§ Work instruction 1
The Gilenya passage lists the results of T cells not reaching the CNS. Give every result it names.
§ Work instruction 2
Answer these questions from the Gilenya passage:
(a) Where does Gilenya trap T cells?
(b) Which company developed Gilenya?
(c) What does the lack of lymphadenopathy in Gilenya-treated patients suggest?
§ Work instruction 3
Write the next few sentences of the Gilenya passage, starting after its final sentence.

§ Extract
[Start of section]

FTY720 became Gilenya. Thus, the mechanism of action of Gilenya is eerily similar to that of Tysabri – it controls the trafficking of T cells, in this case by trapping them inside of lymph nodes (B cells as well, although not so completely). The fact that Gilenya treated patients do not develop lymphadenopathy(LN enlargement) suggests that these trapped T cells die off. Gilenya treated patients experience a rapid drop in circulating white blood cell number – the opposite of what is seen in Tysabri treated patients – but the net effect is the same: T cells do not access the CNS, and therefore the signs and symptoms of MS are reduced, the relapse rate drops, the number of new lesions drops, etc, more or less similar to Tysabri treatment, albeit somewhat less effective. Gilenya has a host of non-immune system toxicities, which we won’t discuss here, but until July, Novartis, who developed the drug, had reported no patients with PML. 

Now, back to the headline. What Jeff Browning had recognized was that by its’ mechanism of action of Gilenya should increase the risk of PML, just as Tysabri increased that risk. Both stopped T cells from entering the CNS, by different mechanisms, and therefore both should prevent immune defense against JC virus in the CNS. Furthermore, the degree of risk should be proportional to the extent to which the exclusion of T cells was achieved. Since the efficacy of the drug should also be proportional to the extent to which t cells were excluded from the CNS . . . it follows that efficacy and risk of PML should be correlated.

[End of section]

Dataset records
[Start of section]

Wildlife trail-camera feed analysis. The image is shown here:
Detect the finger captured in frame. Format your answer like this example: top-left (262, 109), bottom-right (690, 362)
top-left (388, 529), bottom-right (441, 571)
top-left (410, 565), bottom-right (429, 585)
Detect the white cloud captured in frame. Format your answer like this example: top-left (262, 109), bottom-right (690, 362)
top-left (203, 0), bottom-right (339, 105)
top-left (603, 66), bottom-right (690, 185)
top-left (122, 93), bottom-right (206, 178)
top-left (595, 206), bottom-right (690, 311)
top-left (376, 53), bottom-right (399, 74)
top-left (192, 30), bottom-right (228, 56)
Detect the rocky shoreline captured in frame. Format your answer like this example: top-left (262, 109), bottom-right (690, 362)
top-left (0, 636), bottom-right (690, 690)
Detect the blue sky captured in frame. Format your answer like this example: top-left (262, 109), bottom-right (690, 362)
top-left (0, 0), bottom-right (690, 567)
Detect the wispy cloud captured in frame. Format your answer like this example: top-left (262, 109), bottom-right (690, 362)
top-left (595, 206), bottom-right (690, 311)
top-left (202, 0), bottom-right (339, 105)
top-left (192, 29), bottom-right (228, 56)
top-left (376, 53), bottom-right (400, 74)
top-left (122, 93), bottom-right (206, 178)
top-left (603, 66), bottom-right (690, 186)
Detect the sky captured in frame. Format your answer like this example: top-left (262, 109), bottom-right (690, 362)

[End of section]

§ Answer area 1
- The signs and symptoms of MS are reduced.
- The relapse rate drops.
- The number of new lesions drops.

§ Answer area 2
(a) Inside the lymph nodes.
(b) Novartis.
(c) That the trapped T cells die off.

§ Answer area 3
When Novartis states that Gilenya does not cause PML, they are being accurate, as accurate as when we state that Tysabri and Rituxan do not cause PML. More importantly and usefully, Gilenya is now hypothesized to be associated with the risk of developingPML, although it’s certainly a low risk. More specifically, the null hypothesis should be that Gilenya is associated with PML risk, based on its’ mechanism of action, and regulatory agencies and physicians should take note accordingly. 

We’ll watch out for other cases and comment as the clinical landscape develops. 

As always, stay tuned.